> [Texte à lire]
▬▬▬▬▬▬
Un texte signé Stéphane Bex

Dossierretrospective

The Strange Door

Le sire Alain de Maletroit (Charles Laughton) a fomenté depuis des années un plan diabolique contre son frère qui l’a trahi en épousant une femme qu’il aimait. Après avoir mis le père au secret pendant vingt ans, il devient le tuteur attitré de sa nièce qu’il veut à tout prix déshonorer en lui faisant épouser de force un aristocrate déclassé et sans honneur. Il croit trouver la perle rare dans la personne de Denis de Beaulieu (Richard Wyler), un jeune aristocrate amateur des tavernes et des filles faciles autant que du coup de poing occasionnel. Las, le plan diabolique ne va pas se dérouler comme prévu, Denis de Beaulieu tombant amoureux de la belle Blanche de Maletroit (Sally Forest) et devenant décidé à tout faire pour sauver sa dulcinée des griffes de l’oncle infâme. Il sera aidé en cela par l’ancien serviteur du père de Blanche, le fidèle Voltan (Boris Karloff) toujours prompt à servir son maître sans se poser de questions.
THE STRANGE DOOR (aka LE CHATEAU DE LA TERREUR qu’il ne faut pas confondre avec l’oeuvre homonyme de Corman tournée dix ans plus tard et critiquée sur ce site) est tiré d’une nouvelle de Stevenson, l’auteur bien connu de l’ETRANGE CAS DU DOCTEUR JEKYLL ET DE M.HYDE. A mi-chemin entre le film d’horreur et le film à costumes, l’oeuvre est dirigée par Joseph Pevney, un réalisateur stakhanoviste ayant poursuivi à télévision – notamment avec la réalisation d’épisodes de STAR TREK – le travail entamé au cinéma. Le réalisateur, n’étant pas familier du film d’horreur, livre ici une partition honnête mais sans génie et qui emprunte à divers genres pour faire bonne mesure. Une poursuite en diligence évoque le western, comme l’utilisation des costumes renvoie au film de cape et d’épée. Deux jeunes premiers (Richard Wyler, Sally Preston) viennent contrebalancer la présence des deux vieux briscards que sont Laughton et Karloff.
L’ensemble forme un tout qui semble toujours à la recherche d’une cohérence que l’on aura de la peine à trouver. Si Charles Laughton livre le jeu le plus remarquable, en tant qu’aristocrate raffiné et libidineux, et comme homme à la fois sadique et blessé, il donne toujours l’impression de se demander dans quel film il se trouve. Le même constat pourrait être fait de Boris Karloff reprenant ici la figure stéréotypée du serviteur zélé mais borné échappée tout droit de LA MAISON DE LA MORT (THE OLD DARK HOUSE) de James Whale, film dans lequel il développe son personnage de domestique stupide. Occasion, il est vrai de quelques scènes savoureuses, au cours desquelles Voltan – clin d’oeil appuyé sans doute à la créature électrique qui a fait son succès – se trompe de cible et abat celui qu’il était censé protéger en protégeant celui qu’il était censé abattre. Il faut voir Karloff glisser dans la moindre de ses répliques l’ombre des sous-entendus les plus terrifiants et les plus sadiques aux moments les moins dramatiques pour réaliser combien la créature (cinématographique) l’emporte sur le créateur-réalisateur laissant le personnage oeuvrer à l’intérieur de son propre film. Richard Wyler, moins consistant, joue les aristocrates en rupture de ban et miraculeusement touché par la grâce de l’amour qui lui fera retrouver son honneur perdu. Goujat sans manières, il glisse dans le film sans délicatesse de la canaille au héros valeureux, énonçant au passage quelques répliques pour le moins peu amènes à la femme qu’on le force à épouser. Quant à Sally Preston, elle supporte avec courage le rôle de la princesse qu’il faut arracher à la malédiction, évacuant au profit du flamboyant Denis de Beaulieu et avec une étonnante facilité un ancien prétendant (un jeune cavalier) commodément envoyé ad patres par le scénario et l’oncle infâme.
▬▬▬▬▬▬
> [Données fournies]
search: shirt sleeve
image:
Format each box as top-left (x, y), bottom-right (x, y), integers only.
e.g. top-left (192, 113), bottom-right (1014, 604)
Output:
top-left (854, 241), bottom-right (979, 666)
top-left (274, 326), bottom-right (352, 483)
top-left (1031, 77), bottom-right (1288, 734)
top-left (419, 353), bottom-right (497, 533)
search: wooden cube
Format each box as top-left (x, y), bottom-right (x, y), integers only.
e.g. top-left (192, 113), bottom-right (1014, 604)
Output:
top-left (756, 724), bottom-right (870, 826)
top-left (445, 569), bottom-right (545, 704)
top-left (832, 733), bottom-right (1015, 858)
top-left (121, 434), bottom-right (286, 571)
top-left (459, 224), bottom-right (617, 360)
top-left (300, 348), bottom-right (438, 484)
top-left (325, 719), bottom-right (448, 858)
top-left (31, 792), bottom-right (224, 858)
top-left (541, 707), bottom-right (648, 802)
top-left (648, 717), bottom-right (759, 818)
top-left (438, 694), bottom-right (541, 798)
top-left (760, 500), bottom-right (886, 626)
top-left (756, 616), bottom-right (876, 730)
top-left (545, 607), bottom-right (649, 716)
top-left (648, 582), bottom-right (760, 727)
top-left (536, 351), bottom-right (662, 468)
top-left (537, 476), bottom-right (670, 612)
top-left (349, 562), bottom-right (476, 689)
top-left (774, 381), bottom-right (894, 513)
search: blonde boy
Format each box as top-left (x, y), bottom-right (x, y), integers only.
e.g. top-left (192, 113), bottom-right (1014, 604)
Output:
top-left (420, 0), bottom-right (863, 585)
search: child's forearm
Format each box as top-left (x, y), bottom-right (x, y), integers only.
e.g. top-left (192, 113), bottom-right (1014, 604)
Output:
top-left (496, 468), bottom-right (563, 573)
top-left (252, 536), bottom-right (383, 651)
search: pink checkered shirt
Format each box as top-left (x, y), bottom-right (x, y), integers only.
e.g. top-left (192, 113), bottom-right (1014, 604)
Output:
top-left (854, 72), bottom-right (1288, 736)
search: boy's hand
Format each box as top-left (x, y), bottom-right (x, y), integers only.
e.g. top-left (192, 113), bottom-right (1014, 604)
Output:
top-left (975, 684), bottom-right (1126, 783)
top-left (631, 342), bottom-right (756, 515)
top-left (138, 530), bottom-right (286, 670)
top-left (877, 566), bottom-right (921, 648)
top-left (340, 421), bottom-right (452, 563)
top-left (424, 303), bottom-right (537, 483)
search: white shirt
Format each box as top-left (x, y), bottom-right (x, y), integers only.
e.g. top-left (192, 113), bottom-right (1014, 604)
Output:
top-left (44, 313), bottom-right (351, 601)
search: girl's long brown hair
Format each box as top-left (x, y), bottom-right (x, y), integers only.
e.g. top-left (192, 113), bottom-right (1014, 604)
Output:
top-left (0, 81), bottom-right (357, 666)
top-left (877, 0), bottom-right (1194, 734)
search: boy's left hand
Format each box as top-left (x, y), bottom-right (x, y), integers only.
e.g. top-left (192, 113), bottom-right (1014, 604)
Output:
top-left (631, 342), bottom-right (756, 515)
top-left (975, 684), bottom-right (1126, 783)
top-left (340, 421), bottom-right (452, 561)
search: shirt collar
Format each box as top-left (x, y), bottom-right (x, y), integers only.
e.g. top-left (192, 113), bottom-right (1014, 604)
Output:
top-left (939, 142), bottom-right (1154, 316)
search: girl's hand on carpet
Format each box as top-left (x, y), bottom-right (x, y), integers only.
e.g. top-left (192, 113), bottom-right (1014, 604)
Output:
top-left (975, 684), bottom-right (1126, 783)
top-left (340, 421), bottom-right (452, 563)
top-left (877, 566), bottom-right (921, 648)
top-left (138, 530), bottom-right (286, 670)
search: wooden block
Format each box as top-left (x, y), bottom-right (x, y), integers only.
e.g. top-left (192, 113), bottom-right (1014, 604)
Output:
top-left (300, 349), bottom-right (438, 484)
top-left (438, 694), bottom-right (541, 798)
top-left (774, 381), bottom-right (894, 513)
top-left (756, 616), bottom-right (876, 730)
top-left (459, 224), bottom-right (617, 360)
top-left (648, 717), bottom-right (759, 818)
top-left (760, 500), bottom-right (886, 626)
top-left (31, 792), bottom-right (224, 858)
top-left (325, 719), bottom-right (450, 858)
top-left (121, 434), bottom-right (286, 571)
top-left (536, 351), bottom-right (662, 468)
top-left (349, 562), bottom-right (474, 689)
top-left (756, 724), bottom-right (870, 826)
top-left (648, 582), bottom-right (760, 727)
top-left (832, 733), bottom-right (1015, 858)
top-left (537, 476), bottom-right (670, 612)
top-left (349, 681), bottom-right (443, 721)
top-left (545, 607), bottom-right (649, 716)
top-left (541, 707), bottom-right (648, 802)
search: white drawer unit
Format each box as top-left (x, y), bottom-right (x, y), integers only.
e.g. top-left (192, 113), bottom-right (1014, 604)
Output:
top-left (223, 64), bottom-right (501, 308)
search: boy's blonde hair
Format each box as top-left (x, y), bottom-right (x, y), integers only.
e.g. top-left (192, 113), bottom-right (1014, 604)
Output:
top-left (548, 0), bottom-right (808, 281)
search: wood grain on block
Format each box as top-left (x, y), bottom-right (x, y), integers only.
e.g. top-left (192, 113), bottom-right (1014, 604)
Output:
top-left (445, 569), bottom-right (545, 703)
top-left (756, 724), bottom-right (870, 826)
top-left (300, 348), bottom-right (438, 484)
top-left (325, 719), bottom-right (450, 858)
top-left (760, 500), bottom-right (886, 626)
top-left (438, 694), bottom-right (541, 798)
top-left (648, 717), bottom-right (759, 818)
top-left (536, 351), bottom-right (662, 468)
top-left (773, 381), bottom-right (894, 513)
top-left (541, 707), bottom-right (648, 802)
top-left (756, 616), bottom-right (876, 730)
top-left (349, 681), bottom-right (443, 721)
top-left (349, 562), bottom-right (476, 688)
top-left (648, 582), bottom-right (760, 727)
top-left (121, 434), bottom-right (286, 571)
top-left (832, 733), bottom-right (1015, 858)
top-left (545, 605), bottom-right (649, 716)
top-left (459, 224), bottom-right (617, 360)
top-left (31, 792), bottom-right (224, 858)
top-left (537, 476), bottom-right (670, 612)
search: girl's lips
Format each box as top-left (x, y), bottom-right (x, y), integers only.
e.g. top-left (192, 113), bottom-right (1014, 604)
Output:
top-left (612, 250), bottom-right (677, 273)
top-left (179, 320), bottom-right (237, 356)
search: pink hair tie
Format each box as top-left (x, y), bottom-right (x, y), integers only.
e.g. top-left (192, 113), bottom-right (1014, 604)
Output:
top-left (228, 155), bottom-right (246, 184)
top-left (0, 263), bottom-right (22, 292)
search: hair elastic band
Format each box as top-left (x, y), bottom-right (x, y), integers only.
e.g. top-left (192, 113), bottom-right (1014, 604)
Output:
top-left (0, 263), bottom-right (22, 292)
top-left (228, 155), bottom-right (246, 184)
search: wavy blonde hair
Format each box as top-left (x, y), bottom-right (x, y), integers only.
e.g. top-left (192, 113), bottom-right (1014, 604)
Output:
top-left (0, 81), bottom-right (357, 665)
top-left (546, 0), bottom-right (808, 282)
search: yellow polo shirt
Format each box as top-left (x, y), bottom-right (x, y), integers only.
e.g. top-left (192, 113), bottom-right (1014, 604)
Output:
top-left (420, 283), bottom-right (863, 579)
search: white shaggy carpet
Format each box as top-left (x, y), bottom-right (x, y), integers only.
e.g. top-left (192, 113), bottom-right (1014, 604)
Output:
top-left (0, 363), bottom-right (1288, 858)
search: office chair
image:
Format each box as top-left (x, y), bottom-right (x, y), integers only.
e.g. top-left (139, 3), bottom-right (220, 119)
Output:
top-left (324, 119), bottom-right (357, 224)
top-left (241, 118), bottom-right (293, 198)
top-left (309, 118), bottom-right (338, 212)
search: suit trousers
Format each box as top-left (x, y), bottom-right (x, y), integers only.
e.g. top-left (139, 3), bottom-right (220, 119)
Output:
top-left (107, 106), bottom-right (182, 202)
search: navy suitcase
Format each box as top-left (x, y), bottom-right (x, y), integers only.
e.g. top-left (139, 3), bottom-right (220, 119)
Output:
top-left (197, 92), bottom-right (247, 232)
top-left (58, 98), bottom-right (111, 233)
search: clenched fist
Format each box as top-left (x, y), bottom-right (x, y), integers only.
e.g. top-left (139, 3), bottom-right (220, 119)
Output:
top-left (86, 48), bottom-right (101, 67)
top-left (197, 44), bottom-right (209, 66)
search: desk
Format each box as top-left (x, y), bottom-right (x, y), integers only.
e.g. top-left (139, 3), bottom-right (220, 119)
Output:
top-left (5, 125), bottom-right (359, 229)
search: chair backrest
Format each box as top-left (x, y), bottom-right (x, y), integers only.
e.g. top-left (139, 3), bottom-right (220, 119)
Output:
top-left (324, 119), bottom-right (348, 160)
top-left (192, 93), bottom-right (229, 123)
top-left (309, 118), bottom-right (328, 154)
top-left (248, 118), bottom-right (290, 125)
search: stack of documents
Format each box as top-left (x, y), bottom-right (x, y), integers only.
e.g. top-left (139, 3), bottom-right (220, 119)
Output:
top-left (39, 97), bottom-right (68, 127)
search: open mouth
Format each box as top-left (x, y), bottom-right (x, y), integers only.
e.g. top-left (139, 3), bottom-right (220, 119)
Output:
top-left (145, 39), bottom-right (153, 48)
▬▬▬▬▬▬
Indiquez, d'après le texte sur The Strange Door, le nom du réalisateur de ce film.

> [Réponse rédigée] Joseph Pevney.